#### EXCERPT TO READ:
## BEGIN
See Dkt. 4, Exh. 1, at 7.

Olson points out that in 1996 the Wisconsin law prohibiting the possession of marijuana, Wis. Stat. § 961.41(3g) (e), provided a penalty of not more than six months' imprisonment. Section 961.48 provided a double penalty for a second offense, which would have raised the possible term of imprisonment on Olson's second conviction to 12 months. Since neither crime was punishable by imprisonment for a term exceeding twelve months, the government did not present evidence to the grand jury establishing probable cause for an element of a § 922(g)(1) offense.

The government conceded the point in a July 9, 2003 letter and will seek a superseding indictment to correct this error when the grand jury convenes on July 16, 2003. Since it appears that the only change will be the use of a different prior conviction as a predicate for Count 1, the return of the superseding indictment less than 30 days before the scheduled jury trial would not run afoul of 18 U.S. § 3161(c)(2). See United States v. Rojas-Contreras, 473 U.S. 231, 237 (1985); United States v. Hemmings, 258 F.3d 587, 592 (7th Cir. 2001). This court will arraign Olson on the superseding indictment at the final pretrial conference on July 18, 2003 and give both sides a chance to be heard on whether the ends of justice require a continuance; the court's position, however, is that trial on all charges against Olson will begin July 28, 2003.

II. Motion To Dismiss Count 3

A. Failure To State an Offense

Count 3 is a § 853 forfeiture count which charges that
As a result of the offenses charged in Count Two of this indictment, the defendant, Lawrence L. Olson, shall forfeit to the United States . . . his right, title and interest in all property, real and personal, involved in the above-listed offense, and all property traceable to such offense, including but not limited to the following:. . ."

Count 2 charges Olson with possessing marijuana with intent to distribute it.

21 U.S.C. § 853 provides that any person convicted of such a drug offense shall forfeit to the United States "any property constituting or derived from any proceeds the person obtained . . . as the result of the such violation" and "any of the person's property used . . . in any manner or part, to commit or to facilitate commission of, such violation."

As a basis for dismissal, Olson alleges a fatal lack of correspondence between Count 3 and § 853. The statute says "constituting or derived from any proceeds . . . obtained . . . as a result of such violation," but the charge says "property traceable to such offense." The statute says "used . . . to commit, or to facilitate the commission of such violation," but the charge says "involved in the above-listed offense." Olson contends that the terms used by the government in Count 3 are not sufficiently synonymous with the terms used in § 853. Indeed, says he, they are "unclear and ambiguous," dkt. 30 at 2, and they fail to provide him notice of the reason why the government is asserting the his property is subject to forfeiture, dkt. 36 at 1.

Olson reads F.R.Cr.P. 7(c)(1) and (2) conjunctively to argue that a criminal forfeiture count must meet the same requirements as any other charge in an indictment. The rule for criminal charges is that they must state all of the elements of the offense, inform the defendant of the nature of the charge so he can prepare a defense, and be sufficiently specific to enable the defendant to plead jeopardy as a bar to future prosecution. See United States v. Agostino, 132 F.3d 1183, 1191 (7th Cir. 1997); United States v. Spears, 965 F.2d 262, 279 (7th Cir. 1992).
## END
#### WHAT IS ASKED:
- a) According to the court opinion excerpt, on what date will trial on all charges against Olson begin?
- b) Duplicate the passage of the court opinion excerpt that opens with the words containing "Count 3 is a" and closes with "to distribute it.".

#### Bounding box annotation entries:
## BEGIN
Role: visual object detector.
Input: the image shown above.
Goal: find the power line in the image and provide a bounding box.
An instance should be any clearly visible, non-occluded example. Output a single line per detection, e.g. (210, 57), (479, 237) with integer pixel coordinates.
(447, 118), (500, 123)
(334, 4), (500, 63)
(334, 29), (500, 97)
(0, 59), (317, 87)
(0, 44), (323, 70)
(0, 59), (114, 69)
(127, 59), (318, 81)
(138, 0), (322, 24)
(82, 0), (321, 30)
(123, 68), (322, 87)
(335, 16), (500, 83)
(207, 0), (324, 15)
## END
#### TASK SOLUTIONS:
- a) July 28, 2003.

- b)
Count 3 is a § 853 forfeiture count which charges that
As a result of the offenses charged in Count Two of this indictment, the defendant, Lawrence L. Olson, shall forfeit to the United States . . . his right, title and interest in all property, real and personal, involved in the above-listed offense, and all property traceable to such offense, including but not limited to the following:. . ."

Count 2 charges Olson with possessing marijuana with intent to distribute it.